## Task to complete
Find "Objective — a point for each instance of the white window" in the records that follow; print that line and each subsequent line through the last one, verbatim and with nothing added.

## Provided data
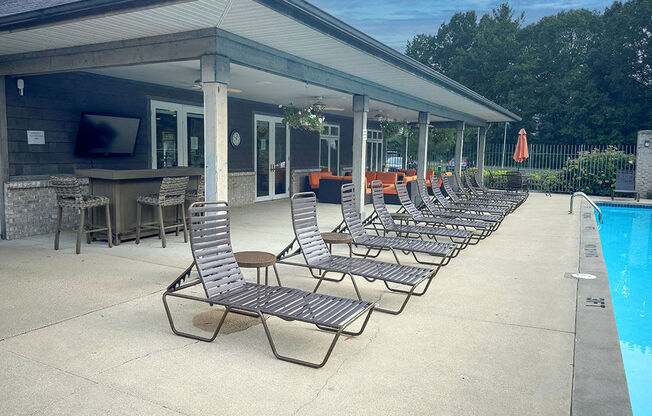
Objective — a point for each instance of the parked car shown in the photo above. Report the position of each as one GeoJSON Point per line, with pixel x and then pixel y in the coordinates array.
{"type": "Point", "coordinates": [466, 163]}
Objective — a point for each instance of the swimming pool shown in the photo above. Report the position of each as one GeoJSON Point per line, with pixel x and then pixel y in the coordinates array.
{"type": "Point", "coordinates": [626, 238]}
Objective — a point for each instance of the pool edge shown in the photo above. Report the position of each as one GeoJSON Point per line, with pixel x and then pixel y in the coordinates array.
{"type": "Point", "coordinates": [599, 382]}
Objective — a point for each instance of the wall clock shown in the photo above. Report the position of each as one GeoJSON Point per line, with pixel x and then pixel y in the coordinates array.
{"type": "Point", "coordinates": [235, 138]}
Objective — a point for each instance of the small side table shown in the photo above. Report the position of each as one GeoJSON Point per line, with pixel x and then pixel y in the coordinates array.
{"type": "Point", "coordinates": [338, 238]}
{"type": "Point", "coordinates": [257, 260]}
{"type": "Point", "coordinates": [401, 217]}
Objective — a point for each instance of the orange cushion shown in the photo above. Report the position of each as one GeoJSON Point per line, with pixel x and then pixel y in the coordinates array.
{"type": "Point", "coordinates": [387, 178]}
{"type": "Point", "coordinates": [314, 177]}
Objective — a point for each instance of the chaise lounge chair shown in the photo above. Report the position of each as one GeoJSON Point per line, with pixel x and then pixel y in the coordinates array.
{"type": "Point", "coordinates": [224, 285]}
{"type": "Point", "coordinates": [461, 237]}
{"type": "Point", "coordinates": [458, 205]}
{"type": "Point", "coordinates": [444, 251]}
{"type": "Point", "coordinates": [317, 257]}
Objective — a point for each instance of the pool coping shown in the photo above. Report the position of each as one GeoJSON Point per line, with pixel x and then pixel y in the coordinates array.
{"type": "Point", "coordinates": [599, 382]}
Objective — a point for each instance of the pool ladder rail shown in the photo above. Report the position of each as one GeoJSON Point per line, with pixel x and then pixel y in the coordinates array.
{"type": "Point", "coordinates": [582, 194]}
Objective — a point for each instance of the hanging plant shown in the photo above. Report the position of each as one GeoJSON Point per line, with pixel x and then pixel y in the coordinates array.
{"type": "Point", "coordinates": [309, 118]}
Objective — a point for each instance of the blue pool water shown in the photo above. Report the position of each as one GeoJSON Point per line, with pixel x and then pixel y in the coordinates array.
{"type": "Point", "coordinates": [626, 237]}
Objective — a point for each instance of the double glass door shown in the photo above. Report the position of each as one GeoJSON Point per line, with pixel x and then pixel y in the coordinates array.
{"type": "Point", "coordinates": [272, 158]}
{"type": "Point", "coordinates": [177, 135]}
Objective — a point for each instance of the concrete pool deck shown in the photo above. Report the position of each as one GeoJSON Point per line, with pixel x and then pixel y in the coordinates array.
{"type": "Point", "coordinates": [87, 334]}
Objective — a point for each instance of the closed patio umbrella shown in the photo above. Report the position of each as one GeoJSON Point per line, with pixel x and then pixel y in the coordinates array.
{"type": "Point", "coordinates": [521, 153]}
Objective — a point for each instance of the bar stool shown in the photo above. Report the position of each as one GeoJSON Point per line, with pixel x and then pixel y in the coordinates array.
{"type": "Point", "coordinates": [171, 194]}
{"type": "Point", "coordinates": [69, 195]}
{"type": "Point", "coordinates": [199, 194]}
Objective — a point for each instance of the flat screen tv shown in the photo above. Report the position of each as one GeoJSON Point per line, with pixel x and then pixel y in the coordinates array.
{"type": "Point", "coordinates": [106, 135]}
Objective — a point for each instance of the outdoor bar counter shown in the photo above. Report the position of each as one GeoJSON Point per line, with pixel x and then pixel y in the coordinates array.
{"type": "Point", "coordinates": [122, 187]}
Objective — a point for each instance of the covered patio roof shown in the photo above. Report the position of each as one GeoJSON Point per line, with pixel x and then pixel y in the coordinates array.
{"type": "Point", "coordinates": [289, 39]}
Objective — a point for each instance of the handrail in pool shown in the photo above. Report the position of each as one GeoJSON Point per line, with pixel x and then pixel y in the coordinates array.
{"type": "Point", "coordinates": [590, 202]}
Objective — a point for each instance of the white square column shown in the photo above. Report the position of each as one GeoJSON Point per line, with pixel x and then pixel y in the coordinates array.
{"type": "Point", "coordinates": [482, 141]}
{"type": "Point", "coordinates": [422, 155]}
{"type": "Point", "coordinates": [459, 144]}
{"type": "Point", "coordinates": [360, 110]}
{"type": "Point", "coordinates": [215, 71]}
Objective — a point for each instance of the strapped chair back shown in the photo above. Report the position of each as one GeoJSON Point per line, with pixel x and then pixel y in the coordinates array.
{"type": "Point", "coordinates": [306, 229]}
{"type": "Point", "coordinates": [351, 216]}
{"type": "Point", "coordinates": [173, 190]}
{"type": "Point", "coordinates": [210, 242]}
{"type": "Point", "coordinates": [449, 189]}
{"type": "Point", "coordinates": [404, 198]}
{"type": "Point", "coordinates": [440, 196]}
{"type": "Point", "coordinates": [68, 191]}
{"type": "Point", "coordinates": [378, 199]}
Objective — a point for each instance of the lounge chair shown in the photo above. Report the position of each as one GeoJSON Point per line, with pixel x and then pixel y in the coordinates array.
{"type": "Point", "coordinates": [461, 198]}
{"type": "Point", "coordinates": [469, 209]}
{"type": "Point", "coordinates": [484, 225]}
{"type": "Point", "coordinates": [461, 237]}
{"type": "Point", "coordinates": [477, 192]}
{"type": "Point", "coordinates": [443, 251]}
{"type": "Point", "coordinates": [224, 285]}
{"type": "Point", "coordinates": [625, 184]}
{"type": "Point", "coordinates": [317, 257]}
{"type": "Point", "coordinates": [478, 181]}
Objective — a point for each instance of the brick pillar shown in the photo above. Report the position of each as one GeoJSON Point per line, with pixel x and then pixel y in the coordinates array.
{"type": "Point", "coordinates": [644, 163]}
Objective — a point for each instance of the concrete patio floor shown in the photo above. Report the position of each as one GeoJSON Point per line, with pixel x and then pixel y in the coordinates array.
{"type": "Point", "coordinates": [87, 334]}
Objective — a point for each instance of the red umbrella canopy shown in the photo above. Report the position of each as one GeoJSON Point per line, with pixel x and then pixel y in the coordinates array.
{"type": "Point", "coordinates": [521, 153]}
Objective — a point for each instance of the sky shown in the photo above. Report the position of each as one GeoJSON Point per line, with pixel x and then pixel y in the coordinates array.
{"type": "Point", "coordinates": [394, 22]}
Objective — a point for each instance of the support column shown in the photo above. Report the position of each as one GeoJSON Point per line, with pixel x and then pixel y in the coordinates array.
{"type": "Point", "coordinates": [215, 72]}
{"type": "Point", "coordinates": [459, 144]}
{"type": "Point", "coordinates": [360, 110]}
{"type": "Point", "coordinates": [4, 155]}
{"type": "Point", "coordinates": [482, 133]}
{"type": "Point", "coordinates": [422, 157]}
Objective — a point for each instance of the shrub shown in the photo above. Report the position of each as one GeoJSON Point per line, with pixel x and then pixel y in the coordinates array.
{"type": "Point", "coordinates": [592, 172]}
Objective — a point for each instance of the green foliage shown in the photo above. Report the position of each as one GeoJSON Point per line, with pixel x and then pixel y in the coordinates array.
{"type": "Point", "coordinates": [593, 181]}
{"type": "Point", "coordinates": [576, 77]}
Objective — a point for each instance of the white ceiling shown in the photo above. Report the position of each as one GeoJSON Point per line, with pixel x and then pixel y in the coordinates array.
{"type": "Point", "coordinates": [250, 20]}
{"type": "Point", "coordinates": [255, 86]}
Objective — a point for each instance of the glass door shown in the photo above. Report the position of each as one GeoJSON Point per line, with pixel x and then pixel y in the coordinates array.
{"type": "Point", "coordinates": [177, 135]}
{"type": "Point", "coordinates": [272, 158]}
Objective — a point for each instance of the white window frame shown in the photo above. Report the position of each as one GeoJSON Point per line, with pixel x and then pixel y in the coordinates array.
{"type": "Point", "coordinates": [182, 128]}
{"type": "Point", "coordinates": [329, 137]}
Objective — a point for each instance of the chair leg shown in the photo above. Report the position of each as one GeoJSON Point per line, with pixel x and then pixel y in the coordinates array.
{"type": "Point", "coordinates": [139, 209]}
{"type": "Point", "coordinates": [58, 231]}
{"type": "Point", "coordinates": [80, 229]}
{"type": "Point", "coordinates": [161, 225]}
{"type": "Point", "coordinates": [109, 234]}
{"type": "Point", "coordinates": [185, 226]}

## Correct answer
Objective — a point for each instance of the white window frame shown in the photo above. Report the position of each as one GeoJSON Point per line, with pixel x and then pixel y in the coordinates array.
{"type": "Point", "coordinates": [182, 128]}
{"type": "Point", "coordinates": [329, 137]}
Objective — a point for each instance of the chair leg shown in the photo above. Report the position of each as one GeoJSON Point per line, with pixel x and then pixel y in the coordinates array.
{"type": "Point", "coordinates": [139, 209]}
{"type": "Point", "coordinates": [58, 231]}
{"type": "Point", "coordinates": [80, 229]}
{"type": "Point", "coordinates": [161, 225]}
{"type": "Point", "coordinates": [109, 234]}
{"type": "Point", "coordinates": [185, 226]}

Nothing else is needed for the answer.